Jak ocenia Ministerstwo Edukacji Narodowej, w polskich szkołach spośród grupy uchodźców, którzy przybyli do Polski po rozpoczęciu pełnoskalowej agresji Rosji na Ukrainę, nadal uczy się 145 tys. ukraińskich dzieci. Ich samych jest w Polsce więcej, ale obowiązek szkolny wypełniają, ucząc się zdalnie w swoich, ukraińskich szkołach. Takich dzieci może być nawet około 100 tysięcy.
MEN chce jednak zachęcić opiekunów przebywających w Polsce ukraińskich dzieci do posyłania ich do polskich szkół. Dlatego od przyszłego roku szkolnego świadczenie 800+ ma być wypłacane tylko tym dzieciom, które będą się uczyć w polskich szkołach. W polskich szkołach ma też być realizowany tzw. „komponent ukraiński”, czyli dodatkowe lekcje dla ukraińskich dzieci – języka ukraińskiego, historii, literatury i geografii, prowadzone w języku ukraińskim. Szczegóły wciąż są jednak ustalane.
Rzeź wołyńska w podstawie programowej? Ministra jednoznacznie o propozycji ekspertów
Parę miesięcy wcześniej, bo w lutym tego roku przez media przetoczyła się dyskusja o prekonsultacjach nowej podstawy programowej, po tym, jak wstępnie wykreślono z niej m.in. sformułowanie „rzeź wołyńska”, zastąpione przez ministerialnych ekspertów przez sformułowanie „konflikt polsko-ukraiński na Wołyniu”.
– Chcieliśmy wprowadzić pojęcie możliwie neutralne. Ten konflikt miał charakter czystki etnicznej, przerażającej zbrodni, a niektórzy uważają, że właśnie ludobójstwa. [...] Niektórzy historycy mówią w tym kontekście o ludobójstwie, inni zaś o czystce etnicznej. Nie wiem, czy my powinniśmy to rozstrzygać, jeśli nie zrobili tego dotąd historycy – uzasadniał wówczas w rozmowie z Wirtualną Polską Aleksander Pawlicki, współautor korekty podstawy programowej z historii.
Ekspert podkreślał też wtedy fakt, że w wielu polskich szkołach nauczyciele uczą dziś w klasach mieszanych, polsko-ukraińskich.

══════════════════════════════

◆ **Polecenia**
a. Odpowiedz na pytania do tekstu o ukraińskich uczniach:
(i) Ile ukraińskich dzieci nadal uczy się w polskich szkołach według MEN?
(ii) Od kiedy świadczenie 800+ ma być wypłacane tylko dzieciom uczącym się w polskich szkołach?
(iii) Jakim sformułowaniem zastąpiono „rzeź wołyńska”?
b. Przepisz fragment tekstu o ukraińskich uczniach od słów „Rzeź wołyńska w” do słów „programowej z historii.”, zamieniając „ekspertów” na „specjalistów”.
c. Dopisz dalszy ciąg tekstu o ukraińskich uczniach, zaczynając po jego ostatnim zdaniu.
Poniższe wiersze nie mają związku z tekstem o ukraińskich uczniach.

◆ **Dane źródłowe**
══════════════════════════════

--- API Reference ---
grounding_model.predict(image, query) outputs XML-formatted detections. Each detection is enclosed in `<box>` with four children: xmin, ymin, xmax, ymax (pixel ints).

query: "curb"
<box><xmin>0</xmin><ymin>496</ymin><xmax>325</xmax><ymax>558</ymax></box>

══════════════════════════════

◆ **Odpowiedzi do zadań**
a.
(i) 145 tys.
(ii) Od przyszłego roku szkolnego.
(iii) „konflikt polsko-ukraiński na Wołyniu”

b.
Rzeź wołyńska w podstawie programowej? Ministra jednoznacznie o propozycji specjalistów
Parę miesięcy wcześniej, bo w lutym tego roku przez media przetoczyła się dyskusja o prekonsultacjach nowej podstawy programowej, po tym, jak wstępnie wykreślono z niej m.in. sformułowanie „rzeź wołyńska”, zastąpione przez ministerialnych specjalistów przez sformułowanie „konflikt polsko-ukraiński na Wołyniu”.
– Chcieliśmy wprowadzić pojęcie możliwie neutralne. Ten konflikt miał charakter czystki etnicznej, przerażającej zbrodni, a niektórzy uważają, że właśnie ludobójstwa. [...] Niektórzy historycy mówią w tym kontekście o ludobójstwie, inni zaś o czystce etnicznej. Nie wiem, czy my powinniśmy to rozstrzygać, jeśli nie zrobili tego dotąd historycy – uzasadniał wówczas w rozmowie z Wirtualną Polską Aleksander Pawlicki, współautor korekty podstawy programowej z historii.

c.
– Jeśli nauczyciel wchodzi do klasy i ma wpisane w programie napisanym przez państwo, że ma używać pojęcia ludobójstwa albo pojęcia rzezi, to jest zobligowany to robić, bo do tego zobowiązuje go rządowy dokument. Wtedy już trudniej czy o debatę, czy o dialog – mówił. – Rozumiem racje związane z pamięcią o Wołyniu, z naszą polityką historyczną i kapitałem moralnym państwa polskiego. Ale moja perspektywa to perspektywa kogoś, kto jest z dziećmi w klasie i musi zadać sobie pytanie: co zyskam, kiedy każde ukraińskie dziecko w Polsce zapamięta, że jego pradziadkowie są być może współwinni rzezi na Wołyniu? To jest pytanie pedagogiczne, bo w jednej klasie może być i Tomek i Dmytro. I to nie jest łatwe, jeśli na dzień dobry nauczyciel ma podyktować temat: „ludobójcza rzeź na Wołyniu”. To nie jest dobry pomysł na zbudowanie wspólnoty w klasie – przekonywał ekspert, dodając, że według propozycji z podstawy miało zniknąć samo określenie, a nie sam temat
Jednak podczas burzy, która wówczas wybuchła, ministra edukacji Barbara Nowacka stanowczo podkreśliła, że „nie podpisze dokumentu, w którym rzeź wołyńska nie będzie nazywana po imieniu – ludobójstwem”.
Sondaż. Czy ukraińskie dzieci w polskich szkołach powinny się uczyć o zbrodni wołyńskiej
Kwestia sposobu nauki o historii rzezi wołyńskiej pozostaje aktualnie bez zmian. Dlatego przy okazji kolejnej rocznicy krwawej niedzieli, czyli kulminacyjnego momentu zbrodni wołyńskiej, w sondażu na zlecenie „Wprost”, pracownia SW Research zapytała Polaków, „czy uważają, że należy nauczać o Wołyniu w polskich szkołach, w których uczą się ukraińskie dzieci?”
Na tak zadane pytanie, 79,8 proc. badanych jednoznacznie odpowiedziało, że tak. Osób, które uważają, że historii zbrodni wołyńskiej nie należy uczyć w polskich szkołach, do których uczęszczają ukraińskie dzieci, było 5,8 proc.
Zdania w tej sprawie nie ma 14,4 proc. ankietowanych.
Badanie zostało zrealizowane w dniach 2-3 lipca 2024 roku przez agencję SW Research metodą wywiadów on-line na panelu internetowym SW Panel. W ramach badania przeprowadzono 810 wywiadów z reprezentatywną ze względu na łączny rozkład płci, wieku i wielkość miejscowości próbą Polek i Polaków powyżej 18. roku życia.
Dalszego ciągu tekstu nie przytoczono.